Photo-based referring expression data:
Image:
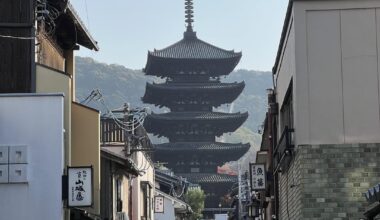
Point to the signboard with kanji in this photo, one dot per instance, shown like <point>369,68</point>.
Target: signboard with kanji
<point>258,176</point>
<point>159,204</point>
<point>80,186</point>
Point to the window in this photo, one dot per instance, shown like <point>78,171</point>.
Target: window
<point>286,115</point>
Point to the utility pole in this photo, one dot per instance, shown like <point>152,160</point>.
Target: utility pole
<point>239,191</point>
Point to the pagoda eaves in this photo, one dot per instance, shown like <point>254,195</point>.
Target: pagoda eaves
<point>173,95</point>
<point>191,56</point>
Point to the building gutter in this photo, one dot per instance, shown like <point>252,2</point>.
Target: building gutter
<point>283,36</point>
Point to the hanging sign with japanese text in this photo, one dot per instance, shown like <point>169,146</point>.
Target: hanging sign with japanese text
<point>258,176</point>
<point>159,204</point>
<point>80,186</point>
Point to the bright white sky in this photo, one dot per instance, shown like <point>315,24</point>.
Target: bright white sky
<point>127,29</point>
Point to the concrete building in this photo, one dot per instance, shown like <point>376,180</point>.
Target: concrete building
<point>31,156</point>
<point>326,110</point>
<point>38,40</point>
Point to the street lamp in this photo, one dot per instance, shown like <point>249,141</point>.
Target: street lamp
<point>253,209</point>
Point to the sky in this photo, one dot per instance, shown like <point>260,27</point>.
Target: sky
<point>127,29</point>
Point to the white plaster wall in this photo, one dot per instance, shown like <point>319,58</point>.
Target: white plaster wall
<point>37,122</point>
<point>286,68</point>
<point>336,84</point>
<point>137,195</point>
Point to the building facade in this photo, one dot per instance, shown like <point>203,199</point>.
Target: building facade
<point>38,40</point>
<point>325,109</point>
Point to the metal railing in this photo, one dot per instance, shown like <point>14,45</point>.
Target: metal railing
<point>282,153</point>
<point>121,216</point>
<point>110,131</point>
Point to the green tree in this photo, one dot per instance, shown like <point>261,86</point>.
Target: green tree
<point>196,199</point>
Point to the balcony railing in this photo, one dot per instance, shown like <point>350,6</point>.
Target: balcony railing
<point>282,154</point>
<point>110,131</point>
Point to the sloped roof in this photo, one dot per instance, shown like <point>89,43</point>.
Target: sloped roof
<point>206,146</point>
<point>84,37</point>
<point>193,86</point>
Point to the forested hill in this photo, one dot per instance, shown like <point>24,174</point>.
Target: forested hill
<point>119,85</point>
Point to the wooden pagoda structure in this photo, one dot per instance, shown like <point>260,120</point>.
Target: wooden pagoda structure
<point>192,69</point>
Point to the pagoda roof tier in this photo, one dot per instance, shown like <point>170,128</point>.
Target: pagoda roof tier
<point>204,178</point>
<point>202,116</point>
<point>193,123</point>
<point>221,152</point>
<point>173,94</point>
<point>191,56</point>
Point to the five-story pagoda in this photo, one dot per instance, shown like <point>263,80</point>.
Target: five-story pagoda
<point>192,69</point>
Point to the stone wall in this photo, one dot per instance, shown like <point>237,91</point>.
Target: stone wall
<point>328,181</point>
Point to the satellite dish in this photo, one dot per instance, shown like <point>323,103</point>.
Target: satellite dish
<point>66,32</point>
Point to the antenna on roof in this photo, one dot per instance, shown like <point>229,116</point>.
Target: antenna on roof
<point>189,14</point>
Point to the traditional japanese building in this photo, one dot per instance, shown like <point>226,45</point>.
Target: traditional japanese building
<point>192,69</point>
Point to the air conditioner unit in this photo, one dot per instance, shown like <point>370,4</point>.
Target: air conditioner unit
<point>121,216</point>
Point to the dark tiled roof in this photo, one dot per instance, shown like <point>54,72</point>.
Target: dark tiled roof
<point>193,86</point>
<point>190,116</point>
<point>194,48</point>
<point>208,178</point>
<point>206,146</point>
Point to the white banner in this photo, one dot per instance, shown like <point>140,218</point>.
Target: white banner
<point>159,204</point>
<point>258,176</point>
<point>80,186</point>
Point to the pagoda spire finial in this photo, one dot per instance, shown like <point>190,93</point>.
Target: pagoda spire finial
<point>189,14</point>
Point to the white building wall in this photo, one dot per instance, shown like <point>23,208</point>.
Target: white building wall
<point>137,194</point>
<point>336,80</point>
<point>35,121</point>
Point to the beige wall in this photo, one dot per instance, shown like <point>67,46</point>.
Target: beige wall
<point>50,81</point>
<point>336,71</point>
<point>85,149</point>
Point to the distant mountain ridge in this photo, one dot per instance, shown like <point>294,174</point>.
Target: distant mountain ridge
<point>119,85</point>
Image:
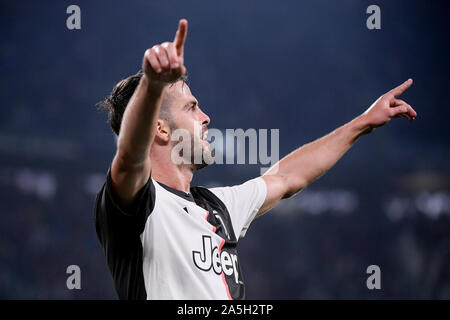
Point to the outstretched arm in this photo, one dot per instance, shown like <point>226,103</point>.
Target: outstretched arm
<point>304,165</point>
<point>162,64</point>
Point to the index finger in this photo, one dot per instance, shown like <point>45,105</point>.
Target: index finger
<point>180,36</point>
<point>401,88</point>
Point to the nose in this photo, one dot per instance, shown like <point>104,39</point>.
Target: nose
<point>205,119</point>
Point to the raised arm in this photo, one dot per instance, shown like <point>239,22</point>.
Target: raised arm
<point>162,64</point>
<point>304,165</point>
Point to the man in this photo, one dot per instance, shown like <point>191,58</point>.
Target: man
<point>164,239</point>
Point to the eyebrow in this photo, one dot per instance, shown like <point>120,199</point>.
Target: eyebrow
<point>190,103</point>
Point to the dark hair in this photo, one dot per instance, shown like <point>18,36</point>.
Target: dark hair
<point>117,101</point>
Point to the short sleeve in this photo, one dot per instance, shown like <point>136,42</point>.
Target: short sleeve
<point>243,202</point>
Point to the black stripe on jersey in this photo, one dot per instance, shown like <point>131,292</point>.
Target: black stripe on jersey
<point>218,216</point>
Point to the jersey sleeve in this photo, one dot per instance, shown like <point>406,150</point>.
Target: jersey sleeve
<point>243,202</point>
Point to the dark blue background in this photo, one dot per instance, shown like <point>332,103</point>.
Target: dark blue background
<point>305,67</point>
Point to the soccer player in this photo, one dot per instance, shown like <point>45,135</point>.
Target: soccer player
<point>164,239</point>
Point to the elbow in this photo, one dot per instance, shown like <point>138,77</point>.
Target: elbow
<point>293,186</point>
<point>128,161</point>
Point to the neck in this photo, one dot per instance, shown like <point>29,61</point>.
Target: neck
<point>178,177</point>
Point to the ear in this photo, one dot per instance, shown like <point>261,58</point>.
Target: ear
<point>163,131</point>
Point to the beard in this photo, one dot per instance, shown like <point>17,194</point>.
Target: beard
<point>195,152</point>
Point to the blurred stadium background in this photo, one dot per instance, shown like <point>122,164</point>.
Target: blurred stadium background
<point>305,67</point>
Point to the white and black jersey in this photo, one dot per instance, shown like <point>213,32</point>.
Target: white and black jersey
<point>175,245</point>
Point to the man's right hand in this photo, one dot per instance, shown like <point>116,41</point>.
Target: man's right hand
<point>164,63</point>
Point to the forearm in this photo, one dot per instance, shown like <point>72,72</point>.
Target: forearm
<point>304,165</point>
<point>139,123</point>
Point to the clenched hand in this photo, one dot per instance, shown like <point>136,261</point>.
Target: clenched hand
<point>388,106</point>
<point>164,63</point>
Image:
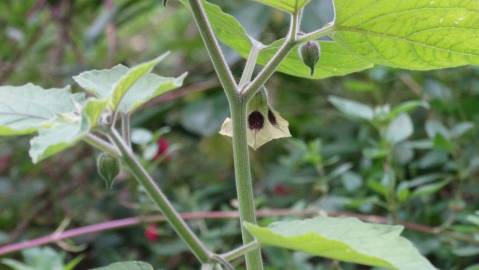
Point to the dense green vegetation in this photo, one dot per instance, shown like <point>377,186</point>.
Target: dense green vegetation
<point>384,145</point>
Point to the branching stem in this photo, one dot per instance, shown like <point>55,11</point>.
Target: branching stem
<point>155,193</point>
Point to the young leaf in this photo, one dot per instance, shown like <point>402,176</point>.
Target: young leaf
<point>133,265</point>
<point>122,86</point>
<point>411,34</point>
<point>334,61</point>
<point>128,88</point>
<point>290,6</point>
<point>24,109</point>
<point>352,108</point>
<point>344,239</point>
<point>66,132</point>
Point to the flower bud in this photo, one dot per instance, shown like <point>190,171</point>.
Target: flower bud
<point>108,168</point>
<point>310,52</point>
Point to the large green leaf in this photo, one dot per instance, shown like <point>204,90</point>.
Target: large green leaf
<point>334,61</point>
<point>411,34</point>
<point>66,131</point>
<point>128,88</point>
<point>24,109</point>
<point>133,265</point>
<point>291,6</point>
<point>345,239</point>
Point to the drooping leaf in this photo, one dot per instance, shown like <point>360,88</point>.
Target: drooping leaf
<point>128,88</point>
<point>66,132</point>
<point>345,239</point>
<point>410,34</point>
<point>133,265</point>
<point>24,109</point>
<point>334,60</point>
<point>290,6</point>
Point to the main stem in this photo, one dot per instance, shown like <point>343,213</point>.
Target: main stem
<point>244,182</point>
<point>155,193</point>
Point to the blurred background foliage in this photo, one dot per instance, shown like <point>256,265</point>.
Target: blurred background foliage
<point>408,152</point>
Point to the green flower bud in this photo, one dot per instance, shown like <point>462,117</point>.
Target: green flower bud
<point>310,52</point>
<point>108,168</point>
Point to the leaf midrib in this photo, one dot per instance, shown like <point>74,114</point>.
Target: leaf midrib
<point>340,28</point>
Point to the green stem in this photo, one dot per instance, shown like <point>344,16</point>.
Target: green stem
<point>237,253</point>
<point>274,62</point>
<point>214,50</point>
<point>126,128</point>
<point>244,182</point>
<point>100,144</point>
<point>155,193</point>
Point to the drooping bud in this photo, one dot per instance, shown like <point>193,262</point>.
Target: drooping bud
<point>264,123</point>
<point>255,120</point>
<point>108,168</point>
<point>310,52</point>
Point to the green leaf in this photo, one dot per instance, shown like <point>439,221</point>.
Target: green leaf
<point>290,6</point>
<point>66,132</point>
<point>24,109</point>
<point>128,88</point>
<point>334,60</point>
<point>410,34</point>
<point>345,239</point>
<point>399,129</point>
<point>133,265</point>
<point>352,108</point>
<point>16,265</point>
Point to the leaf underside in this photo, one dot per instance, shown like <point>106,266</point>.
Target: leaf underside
<point>334,60</point>
<point>133,265</point>
<point>410,34</point>
<point>290,6</point>
<point>345,239</point>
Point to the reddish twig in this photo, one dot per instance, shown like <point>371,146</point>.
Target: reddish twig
<point>127,222</point>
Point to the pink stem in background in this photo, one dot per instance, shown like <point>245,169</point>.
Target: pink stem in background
<point>127,222</point>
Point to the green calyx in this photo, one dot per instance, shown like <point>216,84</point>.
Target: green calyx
<point>108,168</point>
<point>310,52</point>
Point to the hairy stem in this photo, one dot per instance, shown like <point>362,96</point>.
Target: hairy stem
<point>102,145</point>
<point>277,58</point>
<point>212,46</point>
<point>155,193</point>
<point>241,251</point>
<point>244,182</point>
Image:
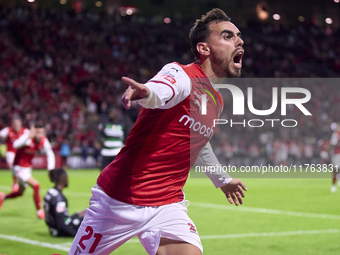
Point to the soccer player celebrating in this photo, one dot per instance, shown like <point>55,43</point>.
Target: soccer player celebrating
<point>27,145</point>
<point>60,223</point>
<point>11,134</point>
<point>140,192</point>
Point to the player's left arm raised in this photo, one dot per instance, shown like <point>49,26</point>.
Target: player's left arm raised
<point>50,155</point>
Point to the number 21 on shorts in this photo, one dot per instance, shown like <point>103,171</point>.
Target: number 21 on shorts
<point>97,237</point>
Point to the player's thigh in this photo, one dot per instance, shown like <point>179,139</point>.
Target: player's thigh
<point>175,247</point>
<point>170,223</point>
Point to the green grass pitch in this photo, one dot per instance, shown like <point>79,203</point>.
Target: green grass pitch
<point>279,216</point>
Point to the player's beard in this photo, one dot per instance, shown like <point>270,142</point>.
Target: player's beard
<point>227,66</point>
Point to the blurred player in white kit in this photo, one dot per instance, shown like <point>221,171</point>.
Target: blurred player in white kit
<point>140,192</point>
<point>11,134</point>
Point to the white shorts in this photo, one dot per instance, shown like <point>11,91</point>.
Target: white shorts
<point>108,223</point>
<point>336,160</point>
<point>10,158</point>
<point>22,173</point>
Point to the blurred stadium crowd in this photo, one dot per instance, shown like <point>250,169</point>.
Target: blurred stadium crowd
<point>64,69</point>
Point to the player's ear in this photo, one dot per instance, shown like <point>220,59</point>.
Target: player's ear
<point>203,48</point>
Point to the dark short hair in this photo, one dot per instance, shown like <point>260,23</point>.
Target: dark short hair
<point>200,31</point>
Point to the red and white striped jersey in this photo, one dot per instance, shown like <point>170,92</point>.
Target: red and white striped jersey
<point>170,131</point>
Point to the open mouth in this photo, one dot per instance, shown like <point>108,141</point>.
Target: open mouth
<point>238,59</point>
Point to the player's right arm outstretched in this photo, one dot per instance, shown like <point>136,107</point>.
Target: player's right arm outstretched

## Task:
Each line from the one with "Point to the red and" through the last line of the records above must be retyped exactly, and no other line may be given.

## Answer box:
Point to the red and white striped jersey in this photo, one dot per instance, shown like <point>170,92</point>.
Target: red and white striped jersey
<point>170,131</point>
Point to the open mouth in this photo, one dot per instance, shown like <point>108,141</point>.
Target: open mouth
<point>238,59</point>
Point to the player's right arm outstretched in this photo, one dot per instance, shown like <point>136,107</point>.
Target: player's right arm outstretched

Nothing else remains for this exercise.